• [Task instructions]:
[A] In the article about Kai's leukemia, how old was Kai when he was diagnosed?
[B] Reproduce everything from "He had his left" down to "bone marrow transplant." in the article about Kai's leukemia, word for word.
[C] Pick up the article about Kai's fight with leukemia after its last sentence and keep writing it.

START Text block

Little Kai has fought leukaemia twice since he was diagnosed with an aggressive form known as infant acute lymphoblastic leukaemia in September 2013, when he was just eight months old.
He was set to head to London’s Great Ormond Street Hospital in July for an experimental bone marrow transplant in July but doctors at the Glasgow Sick Kids Hospital carried out the procedure as they feared he would not survive the wait. Despite a promising start, mum Pamela Neilson, of Leith, revealed his leukaemia had returned for a third time in October.
His parents are now praying that Kai is accepted on to a pioneering gene study at Great Ormond Street, where cells are engineered to hunt cancer.
“We are going to do everything we can to give our little boy the life he deserves,” said Pam, 38, the fiancée of Kai’s dad Calvin Laidlaw, 49, who has multiple sclerosis.
“We have just got to hope that we can keep Kai well between now and getting him down to London, and Kai’s consultants are working hard on this.
“It is in the hands of the gods and his amazing doctors.”
The toddler spent almost all of his first year in hospital, undergoing gruelling chemotherapy.
He had his left eye removed last year after the disease spread and he was struck down by a number of infections.
But despite showing signs of recovery, the family received the devastating news Kai’s leukaemia had returned and he was given months to live unless he had a bone marrow transplant.
Pamela said: “Kai came through the transplant without any side-effects and up until two months later, he was doing well. He was the best he could physically be. Then we were told he had relapsed again. It was devastating.”

END Text block
START Supplied material

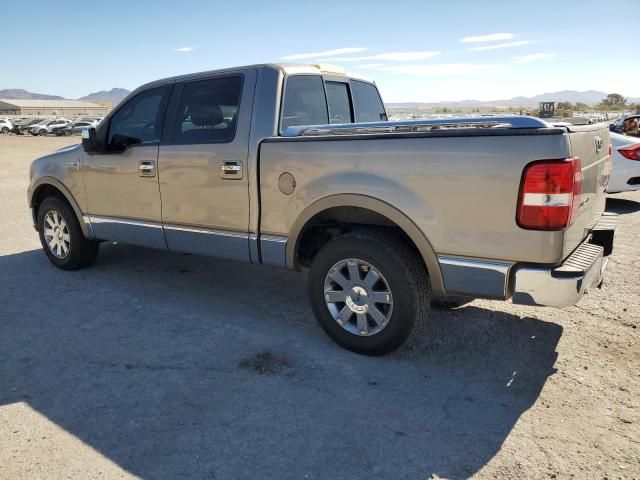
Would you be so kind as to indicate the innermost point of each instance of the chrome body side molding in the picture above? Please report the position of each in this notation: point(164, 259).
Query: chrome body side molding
point(475, 278)
point(240, 246)
point(212, 243)
point(273, 250)
point(134, 232)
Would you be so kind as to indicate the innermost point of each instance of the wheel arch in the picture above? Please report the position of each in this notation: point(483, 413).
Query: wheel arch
point(378, 207)
point(48, 186)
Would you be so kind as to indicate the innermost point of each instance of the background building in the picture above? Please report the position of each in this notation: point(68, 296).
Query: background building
point(52, 107)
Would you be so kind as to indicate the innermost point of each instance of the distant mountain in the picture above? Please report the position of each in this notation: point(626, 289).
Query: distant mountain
point(115, 95)
point(20, 94)
point(590, 97)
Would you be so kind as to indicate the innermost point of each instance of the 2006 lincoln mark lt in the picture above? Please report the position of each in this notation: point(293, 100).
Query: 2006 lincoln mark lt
point(297, 166)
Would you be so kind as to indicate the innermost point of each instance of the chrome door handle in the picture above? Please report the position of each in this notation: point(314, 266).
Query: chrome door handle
point(147, 168)
point(231, 170)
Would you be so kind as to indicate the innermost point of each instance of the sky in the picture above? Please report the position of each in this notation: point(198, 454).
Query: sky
point(420, 51)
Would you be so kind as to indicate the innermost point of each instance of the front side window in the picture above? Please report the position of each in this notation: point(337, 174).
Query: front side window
point(304, 102)
point(136, 122)
point(367, 104)
point(208, 111)
point(338, 101)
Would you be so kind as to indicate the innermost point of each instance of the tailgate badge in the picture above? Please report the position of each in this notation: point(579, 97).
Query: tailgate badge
point(598, 142)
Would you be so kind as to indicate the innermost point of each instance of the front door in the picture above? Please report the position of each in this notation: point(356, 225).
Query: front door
point(202, 166)
point(123, 197)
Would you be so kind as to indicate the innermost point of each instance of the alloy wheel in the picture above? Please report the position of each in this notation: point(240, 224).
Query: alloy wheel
point(358, 297)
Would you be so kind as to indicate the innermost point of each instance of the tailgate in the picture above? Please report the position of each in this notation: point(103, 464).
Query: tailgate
point(591, 144)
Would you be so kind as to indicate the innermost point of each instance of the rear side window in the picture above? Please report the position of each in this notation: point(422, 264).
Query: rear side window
point(304, 102)
point(208, 111)
point(367, 103)
point(338, 102)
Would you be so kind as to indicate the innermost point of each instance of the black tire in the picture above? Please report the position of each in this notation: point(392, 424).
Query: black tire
point(405, 274)
point(81, 251)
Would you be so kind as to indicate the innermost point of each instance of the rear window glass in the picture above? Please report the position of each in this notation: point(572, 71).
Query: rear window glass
point(367, 103)
point(338, 100)
point(304, 102)
point(208, 111)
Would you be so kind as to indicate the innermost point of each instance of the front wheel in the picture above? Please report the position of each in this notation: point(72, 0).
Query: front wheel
point(61, 236)
point(369, 291)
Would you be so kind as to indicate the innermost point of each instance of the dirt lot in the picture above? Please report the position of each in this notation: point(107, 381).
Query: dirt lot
point(161, 365)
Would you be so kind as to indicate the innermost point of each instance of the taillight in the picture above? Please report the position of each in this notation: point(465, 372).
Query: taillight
point(632, 152)
point(550, 194)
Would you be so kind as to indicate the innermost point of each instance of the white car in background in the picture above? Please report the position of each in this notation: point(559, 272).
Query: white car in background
point(47, 126)
point(625, 168)
point(5, 125)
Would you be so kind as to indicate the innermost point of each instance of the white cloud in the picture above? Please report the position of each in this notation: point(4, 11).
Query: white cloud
point(388, 57)
point(493, 37)
point(534, 57)
point(439, 69)
point(500, 45)
point(338, 51)
point(369, 66)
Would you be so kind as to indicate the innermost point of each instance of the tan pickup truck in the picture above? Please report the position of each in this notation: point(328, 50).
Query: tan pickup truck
point(297, 166)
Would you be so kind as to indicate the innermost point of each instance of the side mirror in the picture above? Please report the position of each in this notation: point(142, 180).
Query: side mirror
point(89, 140)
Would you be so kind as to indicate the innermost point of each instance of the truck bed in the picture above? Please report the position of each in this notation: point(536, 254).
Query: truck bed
point(458, 184)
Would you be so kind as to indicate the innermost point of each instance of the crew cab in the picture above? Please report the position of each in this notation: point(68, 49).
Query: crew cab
point(297, 166)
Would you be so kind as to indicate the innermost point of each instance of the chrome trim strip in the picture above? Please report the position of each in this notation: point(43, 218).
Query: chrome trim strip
point(273, 250)
point(134, 232)
point(212, 243)
point(562, 286)
point(515, 121)
point(223, 233)
point(110, 220)
point(475, 278)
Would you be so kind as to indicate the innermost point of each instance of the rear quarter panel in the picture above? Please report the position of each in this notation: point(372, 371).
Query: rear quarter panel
point(596, 168)
point(461, 192)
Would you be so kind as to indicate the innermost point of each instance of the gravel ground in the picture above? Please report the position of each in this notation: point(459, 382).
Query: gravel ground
point(161, 365)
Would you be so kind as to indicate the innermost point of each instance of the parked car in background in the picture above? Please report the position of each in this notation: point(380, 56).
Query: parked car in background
point(74, 128)
point(5, 125)
point(47, 126)
point(22, 127)
point(625, 168)
point(627, 125)
point(296, 166)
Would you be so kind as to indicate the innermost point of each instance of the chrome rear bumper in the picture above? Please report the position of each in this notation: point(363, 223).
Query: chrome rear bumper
point(564, 285)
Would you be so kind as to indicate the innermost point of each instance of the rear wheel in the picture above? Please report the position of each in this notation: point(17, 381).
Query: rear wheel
point(369, 291)
point(61, 236)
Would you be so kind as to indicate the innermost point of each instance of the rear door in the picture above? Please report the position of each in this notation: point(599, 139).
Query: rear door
point(203, 165)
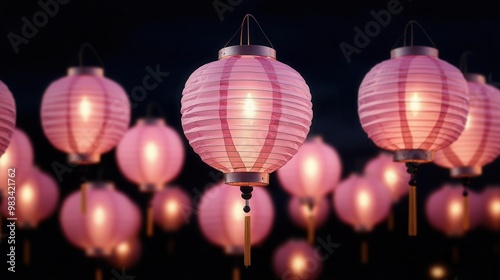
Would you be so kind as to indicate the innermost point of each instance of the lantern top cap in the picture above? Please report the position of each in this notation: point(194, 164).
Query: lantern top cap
point(255, 50)
point(414, 50)
point(86, 70)
point(474, 77)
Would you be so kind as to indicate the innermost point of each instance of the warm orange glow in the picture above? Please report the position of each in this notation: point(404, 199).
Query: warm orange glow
point(494, 208)
point(437, 272)
point(151, 152)
point(298, 264)
point(99, 216)
point(85, 109)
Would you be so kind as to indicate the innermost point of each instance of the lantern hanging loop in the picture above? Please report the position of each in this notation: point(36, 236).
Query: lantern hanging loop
point(90, 47)
point(241, 29)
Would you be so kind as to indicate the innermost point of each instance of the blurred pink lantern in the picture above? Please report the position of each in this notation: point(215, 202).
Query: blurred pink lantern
point(490, 207)
point(150, 154)
point(444, 210)
point(126, 254)
point(110, 218)
point(479, 143)
point(297, 259)
point(172, 208)
point(18, 155)
point(246, 115)
point(36, 199)
point(7, 117)
point(413, 104)
point(306, 217)
point(362, 203)
point(85, 114)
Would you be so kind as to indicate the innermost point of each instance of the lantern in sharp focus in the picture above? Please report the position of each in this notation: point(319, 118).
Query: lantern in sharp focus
point(7, 117)
point(18, 155)
point(297, 259)
point(362, 203)
point(413, 104)
point(150, 154)
point(85, 114)
point(246, 115)
point(110, 217)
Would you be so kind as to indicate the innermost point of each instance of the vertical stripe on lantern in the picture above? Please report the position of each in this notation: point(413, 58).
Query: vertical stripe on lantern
point(275, 115)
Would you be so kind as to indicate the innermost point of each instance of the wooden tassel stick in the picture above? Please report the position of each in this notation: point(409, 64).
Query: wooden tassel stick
point(150, 222)
point(412, 212)
point(364, 252)
point(246, 254)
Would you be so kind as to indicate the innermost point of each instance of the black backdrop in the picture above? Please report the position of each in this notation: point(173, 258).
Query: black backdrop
point(181, 36)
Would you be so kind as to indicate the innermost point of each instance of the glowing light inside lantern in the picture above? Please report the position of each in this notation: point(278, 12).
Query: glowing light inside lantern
point(99, 216)
point(298, 264)
point(151, 152)
point(85, 109)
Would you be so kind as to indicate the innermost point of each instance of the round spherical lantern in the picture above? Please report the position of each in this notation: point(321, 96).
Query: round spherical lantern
point(490, 207)
point(479, 143)
point(85, 114)
point(309, 218)
point(445, 211)
point(172, 208)
point(297, 259)
point(413, 104)
point(150, 154)
point(36, 199)
point(19, 156)
point(7, 116)
point(393, 175)
point(108, 219)
point(221, 220)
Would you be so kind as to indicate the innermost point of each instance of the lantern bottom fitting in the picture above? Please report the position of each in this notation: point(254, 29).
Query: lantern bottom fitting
point(247, 179)
point(84, 158)
point(466, 171)
point(417, 155)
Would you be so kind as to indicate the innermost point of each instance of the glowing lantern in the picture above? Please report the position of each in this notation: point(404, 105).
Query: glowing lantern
point(7, 117)
point(18, 155)
point(297, 259)
point(36, 199)
point(109, 219)
point(246, 115)
point(309, 218)
point(362, 203)
point(490, 207)
point(413, 104)
point(445, 211)
point(150, 154)
point(172, 208)
point(85, 114)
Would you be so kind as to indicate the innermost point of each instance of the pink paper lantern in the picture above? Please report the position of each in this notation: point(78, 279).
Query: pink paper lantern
point(393, 175)
point(7, 117)
point(444, 209)
point(172, 208)
point(297, 259)
point(413, 103)
point(18, 155)
point(221, 219)
point(300, 212)
point(313, 172)
point(150, 154)
point(109, 218)
point(490, 207)
point(85, 114)
point(246, 114)
point(36, 199)
point(479, 143)
point(361, 202)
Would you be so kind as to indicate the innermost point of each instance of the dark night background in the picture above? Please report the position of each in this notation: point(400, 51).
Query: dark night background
point(183, 35)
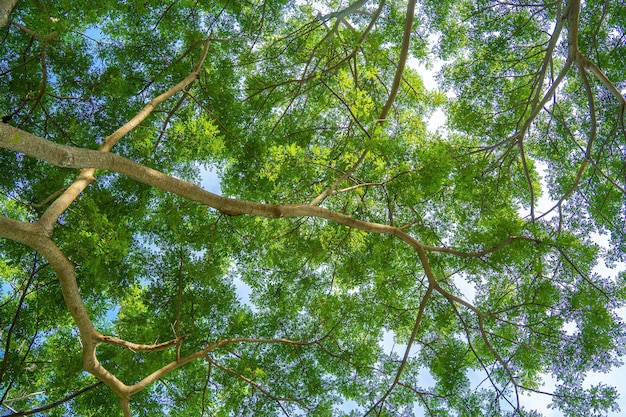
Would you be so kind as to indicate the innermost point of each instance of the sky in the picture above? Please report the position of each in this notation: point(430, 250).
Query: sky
point(617, 377)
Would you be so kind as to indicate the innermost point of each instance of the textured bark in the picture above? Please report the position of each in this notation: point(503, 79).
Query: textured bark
point(6, 7)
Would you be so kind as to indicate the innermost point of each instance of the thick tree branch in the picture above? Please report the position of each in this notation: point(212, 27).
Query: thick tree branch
point(85, 177)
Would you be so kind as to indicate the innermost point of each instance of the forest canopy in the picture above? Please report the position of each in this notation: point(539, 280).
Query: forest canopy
point(349, 224)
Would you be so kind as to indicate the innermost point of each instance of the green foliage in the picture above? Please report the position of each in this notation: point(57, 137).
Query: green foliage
point(433, 240)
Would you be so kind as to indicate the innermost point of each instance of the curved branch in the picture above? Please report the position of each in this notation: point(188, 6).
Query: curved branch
point(56, 403)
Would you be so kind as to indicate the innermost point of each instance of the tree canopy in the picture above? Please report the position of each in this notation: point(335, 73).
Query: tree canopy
point(347, 220)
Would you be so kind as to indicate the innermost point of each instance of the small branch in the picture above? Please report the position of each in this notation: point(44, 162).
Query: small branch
point(56, 403)
point(254, 384)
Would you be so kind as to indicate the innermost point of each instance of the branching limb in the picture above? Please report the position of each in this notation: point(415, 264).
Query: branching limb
point(56, 403)
point(86, 176)
point(255, 384)
point(136, 347)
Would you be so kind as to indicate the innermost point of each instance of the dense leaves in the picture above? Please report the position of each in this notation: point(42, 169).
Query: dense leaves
point(357, 262)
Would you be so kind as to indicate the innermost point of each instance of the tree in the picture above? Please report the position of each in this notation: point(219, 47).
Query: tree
point(345, 217)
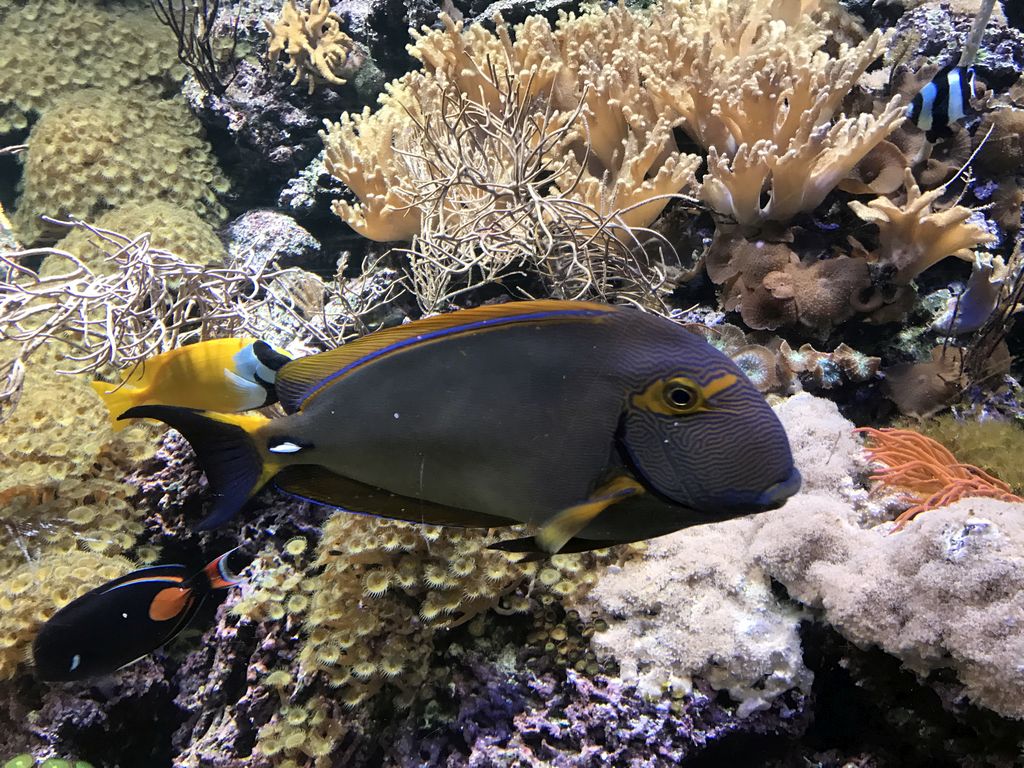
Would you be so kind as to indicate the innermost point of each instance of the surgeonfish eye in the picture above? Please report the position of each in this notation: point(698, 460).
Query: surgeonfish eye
point(683, 396)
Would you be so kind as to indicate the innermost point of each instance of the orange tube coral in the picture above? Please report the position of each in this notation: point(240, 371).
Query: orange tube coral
point(928, 472)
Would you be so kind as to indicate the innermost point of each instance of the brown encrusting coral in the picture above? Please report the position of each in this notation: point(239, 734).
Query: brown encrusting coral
point(94, 151)
point(928, 472)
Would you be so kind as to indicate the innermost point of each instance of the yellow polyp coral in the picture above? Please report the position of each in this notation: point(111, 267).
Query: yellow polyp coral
point(316, 47)
point(68, 516)
point(50, 47)
point(302, 732)
point(93, 151)
point(171, 227)
point(914, 236)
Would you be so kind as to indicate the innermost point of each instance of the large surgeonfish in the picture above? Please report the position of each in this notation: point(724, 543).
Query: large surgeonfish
point(599, 424)
point(124, 620)
point(227, 375)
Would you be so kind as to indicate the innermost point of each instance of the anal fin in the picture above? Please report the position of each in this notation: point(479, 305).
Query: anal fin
point(321, 485)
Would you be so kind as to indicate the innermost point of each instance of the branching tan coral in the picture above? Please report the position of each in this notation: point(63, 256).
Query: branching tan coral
point(487, 192)
point(914, 236)
point(516, 152)
point(929, 473)
point(316, 47)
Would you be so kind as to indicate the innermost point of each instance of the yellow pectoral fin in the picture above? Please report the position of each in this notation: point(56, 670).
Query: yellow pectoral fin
point(565, 524)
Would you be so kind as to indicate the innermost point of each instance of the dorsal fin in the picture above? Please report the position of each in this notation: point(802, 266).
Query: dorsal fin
point(302, 379)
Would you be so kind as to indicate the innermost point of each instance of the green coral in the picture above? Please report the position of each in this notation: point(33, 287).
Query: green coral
point(50, 47)
point(993, 444)
point(94, 151)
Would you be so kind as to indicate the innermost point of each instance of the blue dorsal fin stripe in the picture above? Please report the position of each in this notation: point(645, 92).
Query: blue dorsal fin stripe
point(171, 581)
point(300, 380)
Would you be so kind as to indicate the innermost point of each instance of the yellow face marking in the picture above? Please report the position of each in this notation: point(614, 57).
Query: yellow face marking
point(680, 396)
point(719, 385)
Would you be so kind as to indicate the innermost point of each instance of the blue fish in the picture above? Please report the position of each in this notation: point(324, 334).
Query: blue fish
point(127, 619)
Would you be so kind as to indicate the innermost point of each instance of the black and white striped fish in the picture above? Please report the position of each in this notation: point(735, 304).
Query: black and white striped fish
point(943, 101)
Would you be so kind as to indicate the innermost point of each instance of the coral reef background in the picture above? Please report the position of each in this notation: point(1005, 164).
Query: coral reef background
point(308, 174)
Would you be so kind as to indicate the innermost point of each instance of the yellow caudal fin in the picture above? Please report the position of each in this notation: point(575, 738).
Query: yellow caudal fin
point(118, 400)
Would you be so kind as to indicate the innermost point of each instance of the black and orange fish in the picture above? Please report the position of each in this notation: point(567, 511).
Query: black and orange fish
point(127, 619)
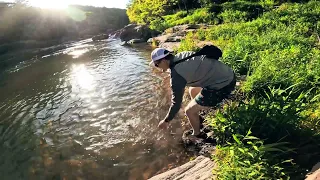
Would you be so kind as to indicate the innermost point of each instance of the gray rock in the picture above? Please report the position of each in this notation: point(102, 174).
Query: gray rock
point(100, 37)
point(133, 31)
point(200, 169)
point(174, 39)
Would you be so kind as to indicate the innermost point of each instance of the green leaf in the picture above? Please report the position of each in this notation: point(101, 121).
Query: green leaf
point(231, 152)
point(236, 139)
point(251, 138)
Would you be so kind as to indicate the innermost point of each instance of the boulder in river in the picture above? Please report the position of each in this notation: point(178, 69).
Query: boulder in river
point(100, 37)
point(133, 31)
point(200, 169)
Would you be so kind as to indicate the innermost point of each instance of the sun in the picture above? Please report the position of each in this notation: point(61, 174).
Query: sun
point(58, 4)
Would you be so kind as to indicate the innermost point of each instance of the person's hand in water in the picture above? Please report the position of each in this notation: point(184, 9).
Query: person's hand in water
point(163, 124)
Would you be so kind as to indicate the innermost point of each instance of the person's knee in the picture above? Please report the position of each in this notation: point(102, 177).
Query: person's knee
point(194, 91)
point(189, 110)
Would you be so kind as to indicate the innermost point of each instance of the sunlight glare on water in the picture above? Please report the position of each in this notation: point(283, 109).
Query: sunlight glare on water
point(89, 111)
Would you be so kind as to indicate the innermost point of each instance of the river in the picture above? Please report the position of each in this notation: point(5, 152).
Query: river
point(89, 111)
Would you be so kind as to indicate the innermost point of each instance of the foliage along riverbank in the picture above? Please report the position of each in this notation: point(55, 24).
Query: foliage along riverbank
point(273, 132)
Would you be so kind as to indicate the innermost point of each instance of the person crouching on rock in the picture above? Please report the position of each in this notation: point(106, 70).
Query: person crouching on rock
point(209, 81)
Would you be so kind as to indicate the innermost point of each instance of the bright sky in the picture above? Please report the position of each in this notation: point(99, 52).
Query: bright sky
point(59, 4)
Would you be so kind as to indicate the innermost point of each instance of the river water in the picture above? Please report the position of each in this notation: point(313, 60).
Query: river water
point(89, 111)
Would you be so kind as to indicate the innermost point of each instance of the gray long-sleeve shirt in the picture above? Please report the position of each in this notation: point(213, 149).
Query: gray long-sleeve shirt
point(198, 71)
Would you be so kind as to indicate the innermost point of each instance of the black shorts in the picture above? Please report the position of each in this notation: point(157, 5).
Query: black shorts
point(209, 97)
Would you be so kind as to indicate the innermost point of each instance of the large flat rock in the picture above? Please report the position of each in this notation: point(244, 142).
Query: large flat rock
point(198, 169)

END Supplied material

• [Answers in order]:
[A] He was eight months old.

[B]
He had his left eye removed last year after the disease spread and he was struck down by a number of infections.
But despite showing signs of recovery, the family received the devastating news Kai’s leukaemia had returned and he was given months to live unless he had a bone marrow transplant.

[C]
Kai’s consultants in Glasgow launched a worldwide search for an effective treatment and came up with a new drug, Blinatumomab, which was previously only available in America.
Kai was the first child in Scotland to be given the drug but just two weeks into his treatment, it had to be stopped because it was making Kai even more ill as the leukaemia was becoming more aggressive and he had become more resistant to chemotherapy. His last option seems to be gene therapy in London and another bone marrow transplant in Glasgow.
His parents have been given hope by the success of one-year-old Layla Richards, from north London, who made a “miracle” recovery after she was given the highly-experimental treatment.
As the treatment is so new, it is still at the study stage and has yet to be fully trialled.
Pam said: “We are just hoping that he will be strong enough. Hopefully, the chemotherapy will push back the leukaemia and give him enough time for this treatment.”
A spokesperson for Great Ormond Street Hospital said: “Plans for a trial are progressing with the biotech company Cellectis, and all the relevant UK paediatric centres will be informed when the study is ready to start recruiting.”